__SET PROBLEM__: Can you copy all of the following lines word for word, with every character unchanged?

__RECORD LIST__:

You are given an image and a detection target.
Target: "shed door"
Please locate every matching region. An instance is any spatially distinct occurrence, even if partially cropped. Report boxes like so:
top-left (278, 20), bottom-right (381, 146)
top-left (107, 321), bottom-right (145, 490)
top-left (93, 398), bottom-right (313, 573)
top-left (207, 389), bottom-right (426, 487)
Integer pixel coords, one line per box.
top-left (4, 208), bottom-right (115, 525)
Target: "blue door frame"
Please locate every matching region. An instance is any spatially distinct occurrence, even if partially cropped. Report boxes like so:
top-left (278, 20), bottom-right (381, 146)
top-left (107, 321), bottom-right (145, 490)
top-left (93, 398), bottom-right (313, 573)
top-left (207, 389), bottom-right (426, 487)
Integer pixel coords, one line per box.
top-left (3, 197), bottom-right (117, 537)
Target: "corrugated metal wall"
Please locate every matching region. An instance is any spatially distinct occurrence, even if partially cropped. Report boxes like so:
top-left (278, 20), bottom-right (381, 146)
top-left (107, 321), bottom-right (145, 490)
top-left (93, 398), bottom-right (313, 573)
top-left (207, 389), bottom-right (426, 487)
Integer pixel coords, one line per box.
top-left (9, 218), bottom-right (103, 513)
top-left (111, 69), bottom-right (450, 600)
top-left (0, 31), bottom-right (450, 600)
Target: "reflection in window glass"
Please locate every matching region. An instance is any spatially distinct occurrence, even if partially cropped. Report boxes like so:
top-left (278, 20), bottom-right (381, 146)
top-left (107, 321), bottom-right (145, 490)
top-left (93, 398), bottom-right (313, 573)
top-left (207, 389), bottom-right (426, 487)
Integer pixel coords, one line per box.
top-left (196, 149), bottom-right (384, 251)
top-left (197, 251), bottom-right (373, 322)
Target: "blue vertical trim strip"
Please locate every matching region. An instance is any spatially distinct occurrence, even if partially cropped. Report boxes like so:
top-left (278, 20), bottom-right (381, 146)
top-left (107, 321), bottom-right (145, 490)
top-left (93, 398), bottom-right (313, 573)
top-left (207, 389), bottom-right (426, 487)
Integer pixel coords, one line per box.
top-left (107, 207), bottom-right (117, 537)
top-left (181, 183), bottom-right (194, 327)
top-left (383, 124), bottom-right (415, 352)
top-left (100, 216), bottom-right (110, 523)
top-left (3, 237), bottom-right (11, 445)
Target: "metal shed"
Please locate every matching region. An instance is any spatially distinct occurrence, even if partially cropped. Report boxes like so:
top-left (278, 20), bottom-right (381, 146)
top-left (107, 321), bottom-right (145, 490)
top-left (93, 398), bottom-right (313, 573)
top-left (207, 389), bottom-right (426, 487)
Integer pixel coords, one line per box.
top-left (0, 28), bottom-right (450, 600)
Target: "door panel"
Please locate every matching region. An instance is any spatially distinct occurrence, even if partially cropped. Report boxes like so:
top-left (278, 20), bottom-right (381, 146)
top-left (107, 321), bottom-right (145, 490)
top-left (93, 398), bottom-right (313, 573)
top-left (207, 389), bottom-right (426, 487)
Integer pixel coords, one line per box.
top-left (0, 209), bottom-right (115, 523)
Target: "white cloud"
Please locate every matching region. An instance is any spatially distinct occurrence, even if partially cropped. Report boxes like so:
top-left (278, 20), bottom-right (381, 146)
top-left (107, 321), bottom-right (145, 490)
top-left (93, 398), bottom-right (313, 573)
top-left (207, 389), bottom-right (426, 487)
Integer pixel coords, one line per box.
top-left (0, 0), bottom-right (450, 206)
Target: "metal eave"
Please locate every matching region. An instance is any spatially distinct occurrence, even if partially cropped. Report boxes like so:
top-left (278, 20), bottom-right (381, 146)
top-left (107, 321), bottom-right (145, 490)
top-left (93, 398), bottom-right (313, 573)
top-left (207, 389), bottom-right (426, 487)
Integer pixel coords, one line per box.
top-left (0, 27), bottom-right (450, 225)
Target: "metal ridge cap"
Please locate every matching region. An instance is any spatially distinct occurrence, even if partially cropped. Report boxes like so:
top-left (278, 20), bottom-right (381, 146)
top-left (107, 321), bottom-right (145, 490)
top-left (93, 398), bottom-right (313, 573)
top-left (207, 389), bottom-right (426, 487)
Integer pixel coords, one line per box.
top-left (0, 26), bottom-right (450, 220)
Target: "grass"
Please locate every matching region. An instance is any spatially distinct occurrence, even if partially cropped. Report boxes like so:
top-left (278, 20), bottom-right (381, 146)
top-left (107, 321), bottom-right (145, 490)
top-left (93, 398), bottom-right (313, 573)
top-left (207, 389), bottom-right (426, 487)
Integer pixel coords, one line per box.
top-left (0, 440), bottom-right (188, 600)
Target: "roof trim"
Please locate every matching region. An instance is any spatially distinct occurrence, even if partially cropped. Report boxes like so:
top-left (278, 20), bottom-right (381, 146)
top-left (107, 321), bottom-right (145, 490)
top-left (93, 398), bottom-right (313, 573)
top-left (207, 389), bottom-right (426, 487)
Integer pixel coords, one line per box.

__FULL OUTPUT__:
You are given an image and a detection target.
Target: "shed door"
Please locate every matching region. An instance is any spatially distinct occurrence, even if partially cropped. Report boxes like so:
top-left (278, 20), bottom-right (381, 146)
top-left (107, 321), bottom-right (145, 490)
top-left (93, 398), bottom-right (313, 573)
top-left (207, 389), bottom-right (426, 487)
Integer pixel coords, one line per box.
top-left (4, 208), bottom-right (115, 525)
Target: "blue door frame"
Please locate every matching region. An instance is any spatially distinct occurrence, even if partially cropped. Report boxes like so:
top-left (278, 20), bottom-right (381, 146)
top-left (107, 321), bottom-right (145, 490)
top-left (93, 398), bottom-right (313, 573)
top-left (207, 389), bottom-right (426, 487)
Integer pixel coords, one line per box.
top-left (3, 197), bottom-right (117, 537)
Target: "corrugated metal wall"
Please locate every matching region. An instance is any spatially distinct occurrence, even if partially cropped. Report boxes like so:
top-left (278, 20), bottom-right (381, 146)
top-left (107, 321), bottom-right (145, 490)
top-left (93, 398), bottom-right (313, 573)
top-left (207, 389), bottom-right (426, 487)
Integer pixel coords, one line per box.
top-left (9, 218), bottom-right (103, 513)
top-left (111, 69), bottom-right (450, 600)
top-left (0, 31), bottom-right (450, 600)
Target: "reflection in window glass"
Please locate every matching region. An instance is any spatially distinct occurrence, even if partially cropped. Report boxes like so:
top-left (278, 20), bottom-right (381, 146)
top-left (107, 321), bottom-right (145, 490)
top-left (93, 398), bottom-right (313, 573)
top-left (207, 389), bottom-right (426, 487)
Integer pixel coords, one line per box.
top-left (196, 149), bottom-right (384, 251)
top-left (197, 251), bottom-right (373, 322)
Target: "blue vertical trim strip"
Please locate every matching region. An instance is any spatially distinct occurrence, even if partially cropped. Report boxes like so:
top-left (278, 20), bottom-right (381, 146)
top-left (107, 321), bottom-right (145, 490)
top-left (93, 398), bottom-right (313, 573)
top-left (207, 389), bottom-right (426, 487)
Integer pixel coords, one line per box.
top-left (107, 207), bottom-right (117, 537)
top-left (181, 183), bottom-right (194, 327)
top-left (383, 124), bottom-right (415, 352)
top-left (100, 216), bottom-right (110, 523)
top-left (3, 237), bottom-right (11, 445)
Target: "metal shed"
Please locate every matching region. An instance is any spatially distinct occurrence, even if partially cropped. Report boxes like so:
top-left (278, 20), bottom-right (381, 146)
top-left (107, 321), bottom-right (145, 490)
top-left (93, 398), bottom-right (313, 573)
top-left (207, 389), bottom-right (426, 487)
Integer pixel coords, one line per box.
top-left (0, 28), bottom-right (450, 600)
Target: "door panel"
Please locate every matching region. An instance is any spatially distinct occurrence, even if partially cropped. Report boxes like so:
top-left (278, 20), bottom-right (381, 146)
top-left (107, 321), bottom-right (145, 490)
top-left (93, 398), bottom-right (313, 573)
top-left (207, 389), bottom-right (426, 487)
Integer pixel coords, one line per box.
top-left (0, 209), bottom-right (115, 523)
Target: "white cloud"
Please locate every matching region. An instance is any spatially distinct occurrence, even if partially cropped. Report boxes like so:
top-left (278, 20), bottom-right (381, 146)
top-left (107, 321), bottom-right (145, 490)
top-left (93, 398), bottom-right (313, 573)
top-left (207, 389), bottom-right (426, 487)
Integer pixel coords, one line per box.
top-left (0, 0), bottom-right (450, 206)
Target: "metal eave"
Please locate every matching region. An instance is any spatially distinct occurrence, even if partially cropped. Report boxes like so:
top-left (278, 20), bottom-right (381, 146)
top-left (107, 321), bottom-right (145, 490)
top-left (93, 398), bottom-right (313, 573)
top-left (207, 389), bottom-right (426, 487)
Integer pixel coords, one line per box.
top-left (0, 27), bottom-right (450, 225)
Target: "metal ridge cap"
Please locate every matching region. An instance is any spatially distinct occurrence, even if partially cropped. Report boxes like so:
top-left (278, 20), bottom-right (381, 146)
top-left (107, 321), bottom-right (145, 490)
top-left (93, 398), bottom-right (313, 573)
top-left (207, 389), bottom-right (426, 487)
Integer pixel coords, one line per box.
top-left (0, 26), bottom-right (450, 220)
Target: "grass"
Please locate every matching region. An instance is any spatially distinct occurrence, even if partially cropped. Report boxes like so:
top-left (278, 20), bottom-right (381, 146)
top-left (107, 321), bottom-right (145, 490)
top-left (93, 398), bottom-right (313, 573)
top-left (207, 389), bottom-right (426, 487)
Integer pixel coords, one line per box.
top-left (0, 440), bottom-right (188, 600)
Target: "roof trim"
Please locate every matching region. An instance is any spatially distinct occurrence, even if partially cropped. Report boxes like so:
top-left (278, 20), bottom-right (381, 146)
top-left (107, 321), bottom-right (145, 490)
top-left (93, 398), bottom-right (313, 573)
top-left (207, 389), bottom-right (426, 487)
Integer pixel coords, one line per box.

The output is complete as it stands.